Across all the lines of the following material, count those that include the word "below" and give only the result.
= = = = = = =
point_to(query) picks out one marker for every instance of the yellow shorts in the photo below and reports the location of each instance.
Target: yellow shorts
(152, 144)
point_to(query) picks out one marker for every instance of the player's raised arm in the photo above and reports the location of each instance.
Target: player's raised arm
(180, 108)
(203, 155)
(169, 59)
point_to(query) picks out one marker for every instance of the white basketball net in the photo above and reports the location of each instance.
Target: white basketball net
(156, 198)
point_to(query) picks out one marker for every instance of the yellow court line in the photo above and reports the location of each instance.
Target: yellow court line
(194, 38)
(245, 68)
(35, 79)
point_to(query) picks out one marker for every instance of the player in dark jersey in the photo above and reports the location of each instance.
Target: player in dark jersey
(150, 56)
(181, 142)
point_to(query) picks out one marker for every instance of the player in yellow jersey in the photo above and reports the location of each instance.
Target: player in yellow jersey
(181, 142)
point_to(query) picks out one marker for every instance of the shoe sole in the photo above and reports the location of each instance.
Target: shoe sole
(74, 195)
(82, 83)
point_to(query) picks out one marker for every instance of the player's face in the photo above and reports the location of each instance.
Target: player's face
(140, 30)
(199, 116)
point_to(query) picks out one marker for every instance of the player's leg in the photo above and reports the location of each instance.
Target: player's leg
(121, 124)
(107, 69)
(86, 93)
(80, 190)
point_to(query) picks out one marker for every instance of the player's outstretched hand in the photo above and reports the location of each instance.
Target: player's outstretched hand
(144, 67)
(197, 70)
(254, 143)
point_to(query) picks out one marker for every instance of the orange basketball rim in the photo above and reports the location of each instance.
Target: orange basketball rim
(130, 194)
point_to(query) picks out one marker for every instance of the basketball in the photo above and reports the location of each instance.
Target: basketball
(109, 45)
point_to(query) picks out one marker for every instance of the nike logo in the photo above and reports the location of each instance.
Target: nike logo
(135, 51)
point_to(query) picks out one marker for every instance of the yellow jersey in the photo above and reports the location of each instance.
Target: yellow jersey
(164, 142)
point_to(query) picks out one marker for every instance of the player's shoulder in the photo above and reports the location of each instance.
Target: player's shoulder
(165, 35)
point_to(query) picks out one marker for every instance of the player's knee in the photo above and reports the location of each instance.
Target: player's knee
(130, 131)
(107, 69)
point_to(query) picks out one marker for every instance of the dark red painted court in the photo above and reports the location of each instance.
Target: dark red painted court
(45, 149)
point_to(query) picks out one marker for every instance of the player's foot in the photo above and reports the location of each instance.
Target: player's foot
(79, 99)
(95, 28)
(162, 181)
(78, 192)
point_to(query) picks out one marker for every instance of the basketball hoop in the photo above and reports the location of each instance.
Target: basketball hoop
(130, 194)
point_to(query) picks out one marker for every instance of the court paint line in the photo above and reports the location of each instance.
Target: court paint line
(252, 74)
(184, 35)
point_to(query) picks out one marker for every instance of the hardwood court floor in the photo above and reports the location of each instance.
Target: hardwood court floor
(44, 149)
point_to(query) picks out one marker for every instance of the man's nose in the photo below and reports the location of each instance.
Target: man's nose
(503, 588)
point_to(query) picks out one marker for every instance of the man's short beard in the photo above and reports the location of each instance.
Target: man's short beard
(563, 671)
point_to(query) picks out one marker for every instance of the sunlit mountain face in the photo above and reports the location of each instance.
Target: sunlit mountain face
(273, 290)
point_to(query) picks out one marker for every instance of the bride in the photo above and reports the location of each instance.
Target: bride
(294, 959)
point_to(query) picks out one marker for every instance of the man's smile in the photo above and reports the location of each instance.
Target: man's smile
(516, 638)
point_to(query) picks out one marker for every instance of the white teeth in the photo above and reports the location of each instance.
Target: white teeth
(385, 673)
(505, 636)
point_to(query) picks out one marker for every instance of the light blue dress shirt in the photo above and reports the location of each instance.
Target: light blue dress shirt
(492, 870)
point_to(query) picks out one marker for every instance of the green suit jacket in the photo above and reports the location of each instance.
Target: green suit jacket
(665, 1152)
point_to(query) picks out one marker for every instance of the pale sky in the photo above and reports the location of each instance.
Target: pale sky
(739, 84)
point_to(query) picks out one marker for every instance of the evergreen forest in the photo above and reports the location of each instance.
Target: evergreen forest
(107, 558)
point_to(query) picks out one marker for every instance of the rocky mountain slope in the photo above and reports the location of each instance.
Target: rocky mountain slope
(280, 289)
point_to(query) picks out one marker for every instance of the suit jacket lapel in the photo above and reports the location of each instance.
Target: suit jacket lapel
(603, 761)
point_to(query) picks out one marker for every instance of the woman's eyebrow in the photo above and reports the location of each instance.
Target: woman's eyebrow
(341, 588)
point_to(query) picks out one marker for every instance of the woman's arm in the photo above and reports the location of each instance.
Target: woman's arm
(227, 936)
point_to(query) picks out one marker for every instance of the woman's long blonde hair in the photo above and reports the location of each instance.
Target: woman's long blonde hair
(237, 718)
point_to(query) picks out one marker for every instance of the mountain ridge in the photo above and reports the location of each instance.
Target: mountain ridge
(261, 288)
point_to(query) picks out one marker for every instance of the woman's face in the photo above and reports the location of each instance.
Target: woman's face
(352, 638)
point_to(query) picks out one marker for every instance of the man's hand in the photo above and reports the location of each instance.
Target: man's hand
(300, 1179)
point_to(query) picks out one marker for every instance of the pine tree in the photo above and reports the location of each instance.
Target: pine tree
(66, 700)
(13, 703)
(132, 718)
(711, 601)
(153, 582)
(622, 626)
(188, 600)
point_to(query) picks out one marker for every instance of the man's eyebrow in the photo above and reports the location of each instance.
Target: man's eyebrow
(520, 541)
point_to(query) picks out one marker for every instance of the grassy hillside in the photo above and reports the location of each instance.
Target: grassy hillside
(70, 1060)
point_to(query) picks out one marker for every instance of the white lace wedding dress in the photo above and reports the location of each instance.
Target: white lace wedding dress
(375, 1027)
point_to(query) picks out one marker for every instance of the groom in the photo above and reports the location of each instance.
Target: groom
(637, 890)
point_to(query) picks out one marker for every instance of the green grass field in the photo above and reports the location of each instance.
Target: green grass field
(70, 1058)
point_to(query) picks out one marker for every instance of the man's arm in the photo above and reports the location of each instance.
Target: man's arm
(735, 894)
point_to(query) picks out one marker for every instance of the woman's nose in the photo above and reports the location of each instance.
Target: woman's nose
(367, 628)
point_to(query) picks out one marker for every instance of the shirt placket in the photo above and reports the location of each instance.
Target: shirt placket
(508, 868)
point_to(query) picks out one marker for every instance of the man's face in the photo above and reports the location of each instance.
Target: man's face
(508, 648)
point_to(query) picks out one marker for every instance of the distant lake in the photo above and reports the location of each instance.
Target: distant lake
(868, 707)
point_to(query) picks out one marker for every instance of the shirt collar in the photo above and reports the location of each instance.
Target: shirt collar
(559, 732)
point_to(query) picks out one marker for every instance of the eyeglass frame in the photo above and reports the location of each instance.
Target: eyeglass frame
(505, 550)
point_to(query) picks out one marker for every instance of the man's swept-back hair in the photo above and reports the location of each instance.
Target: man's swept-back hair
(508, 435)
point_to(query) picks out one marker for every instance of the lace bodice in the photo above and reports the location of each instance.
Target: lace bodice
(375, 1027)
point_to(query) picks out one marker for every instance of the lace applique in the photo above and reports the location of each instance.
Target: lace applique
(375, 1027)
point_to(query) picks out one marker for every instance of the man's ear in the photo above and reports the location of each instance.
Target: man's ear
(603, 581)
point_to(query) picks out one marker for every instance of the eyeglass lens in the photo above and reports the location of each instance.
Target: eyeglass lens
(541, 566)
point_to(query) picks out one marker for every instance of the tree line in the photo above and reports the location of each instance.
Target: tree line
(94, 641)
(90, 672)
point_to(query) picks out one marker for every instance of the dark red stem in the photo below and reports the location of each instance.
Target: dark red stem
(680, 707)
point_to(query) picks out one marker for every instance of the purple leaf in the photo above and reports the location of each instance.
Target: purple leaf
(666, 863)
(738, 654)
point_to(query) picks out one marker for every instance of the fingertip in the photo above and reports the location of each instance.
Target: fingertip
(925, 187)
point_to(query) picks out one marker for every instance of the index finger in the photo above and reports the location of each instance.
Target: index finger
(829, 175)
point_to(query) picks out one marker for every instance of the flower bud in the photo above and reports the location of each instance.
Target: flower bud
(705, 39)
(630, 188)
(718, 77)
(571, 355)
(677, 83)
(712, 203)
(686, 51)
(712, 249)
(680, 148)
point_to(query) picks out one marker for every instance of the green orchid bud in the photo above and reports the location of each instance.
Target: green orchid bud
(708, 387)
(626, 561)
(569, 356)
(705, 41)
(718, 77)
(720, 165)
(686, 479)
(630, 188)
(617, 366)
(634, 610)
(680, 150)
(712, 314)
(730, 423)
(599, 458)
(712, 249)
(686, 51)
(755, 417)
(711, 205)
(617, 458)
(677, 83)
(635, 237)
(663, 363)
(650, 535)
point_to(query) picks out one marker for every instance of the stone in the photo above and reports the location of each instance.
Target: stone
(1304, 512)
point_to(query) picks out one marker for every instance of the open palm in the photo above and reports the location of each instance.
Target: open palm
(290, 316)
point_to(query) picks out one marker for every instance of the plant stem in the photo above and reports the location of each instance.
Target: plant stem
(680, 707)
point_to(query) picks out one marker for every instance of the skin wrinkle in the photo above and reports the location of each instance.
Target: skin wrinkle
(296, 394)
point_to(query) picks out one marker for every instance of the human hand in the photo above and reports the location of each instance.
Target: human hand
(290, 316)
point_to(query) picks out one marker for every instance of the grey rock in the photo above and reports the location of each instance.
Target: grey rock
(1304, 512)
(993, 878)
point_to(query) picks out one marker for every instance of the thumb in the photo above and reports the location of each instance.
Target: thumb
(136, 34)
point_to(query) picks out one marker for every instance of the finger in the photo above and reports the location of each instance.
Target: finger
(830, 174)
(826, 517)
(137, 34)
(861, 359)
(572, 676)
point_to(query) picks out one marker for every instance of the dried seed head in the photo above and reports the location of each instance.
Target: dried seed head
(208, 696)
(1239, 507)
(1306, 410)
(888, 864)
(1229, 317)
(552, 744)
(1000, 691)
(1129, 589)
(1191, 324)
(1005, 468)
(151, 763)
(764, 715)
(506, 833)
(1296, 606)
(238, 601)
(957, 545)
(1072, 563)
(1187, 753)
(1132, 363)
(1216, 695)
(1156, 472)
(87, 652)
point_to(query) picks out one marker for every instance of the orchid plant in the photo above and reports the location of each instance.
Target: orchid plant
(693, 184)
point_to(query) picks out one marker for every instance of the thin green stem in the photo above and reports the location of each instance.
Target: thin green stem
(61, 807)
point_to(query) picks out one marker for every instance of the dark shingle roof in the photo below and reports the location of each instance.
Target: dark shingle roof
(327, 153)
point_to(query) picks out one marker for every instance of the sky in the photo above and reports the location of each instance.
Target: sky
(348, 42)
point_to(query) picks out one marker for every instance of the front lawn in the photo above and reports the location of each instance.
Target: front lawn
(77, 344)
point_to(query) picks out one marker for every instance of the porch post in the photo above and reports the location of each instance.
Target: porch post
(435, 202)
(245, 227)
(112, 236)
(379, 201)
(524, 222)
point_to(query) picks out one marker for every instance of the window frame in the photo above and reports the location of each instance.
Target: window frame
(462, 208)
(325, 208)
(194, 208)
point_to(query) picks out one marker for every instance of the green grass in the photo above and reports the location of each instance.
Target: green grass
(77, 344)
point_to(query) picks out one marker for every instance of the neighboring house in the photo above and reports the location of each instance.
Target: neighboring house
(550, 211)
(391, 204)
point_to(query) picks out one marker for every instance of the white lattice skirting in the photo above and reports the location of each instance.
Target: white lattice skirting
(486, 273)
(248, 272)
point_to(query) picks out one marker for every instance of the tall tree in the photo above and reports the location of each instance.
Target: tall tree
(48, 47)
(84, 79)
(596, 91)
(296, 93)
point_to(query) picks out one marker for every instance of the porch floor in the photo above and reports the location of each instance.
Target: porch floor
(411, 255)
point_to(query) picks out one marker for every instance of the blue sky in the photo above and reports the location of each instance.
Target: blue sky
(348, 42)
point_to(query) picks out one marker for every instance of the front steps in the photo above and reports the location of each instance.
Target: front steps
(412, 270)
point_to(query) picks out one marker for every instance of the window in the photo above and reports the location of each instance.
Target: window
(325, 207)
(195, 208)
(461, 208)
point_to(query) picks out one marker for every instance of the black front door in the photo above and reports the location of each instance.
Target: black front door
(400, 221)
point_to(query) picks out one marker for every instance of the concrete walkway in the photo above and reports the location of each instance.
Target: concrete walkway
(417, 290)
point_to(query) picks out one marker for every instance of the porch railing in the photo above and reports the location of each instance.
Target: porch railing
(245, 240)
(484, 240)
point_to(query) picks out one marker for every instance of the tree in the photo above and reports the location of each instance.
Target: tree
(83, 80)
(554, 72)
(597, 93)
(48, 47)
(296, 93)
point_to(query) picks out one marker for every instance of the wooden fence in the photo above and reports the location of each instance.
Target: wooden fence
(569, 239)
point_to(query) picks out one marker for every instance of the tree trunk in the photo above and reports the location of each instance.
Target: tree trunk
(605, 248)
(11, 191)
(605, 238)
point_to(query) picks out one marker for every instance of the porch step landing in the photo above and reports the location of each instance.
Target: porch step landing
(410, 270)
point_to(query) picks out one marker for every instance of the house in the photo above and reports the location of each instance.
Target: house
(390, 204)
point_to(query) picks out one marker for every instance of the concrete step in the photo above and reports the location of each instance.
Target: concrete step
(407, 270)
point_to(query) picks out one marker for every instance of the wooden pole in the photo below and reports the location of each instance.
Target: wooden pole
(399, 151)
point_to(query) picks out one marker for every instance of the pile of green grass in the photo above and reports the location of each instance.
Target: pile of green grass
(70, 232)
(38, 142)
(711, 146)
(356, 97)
= = = = = = =
Your response – 5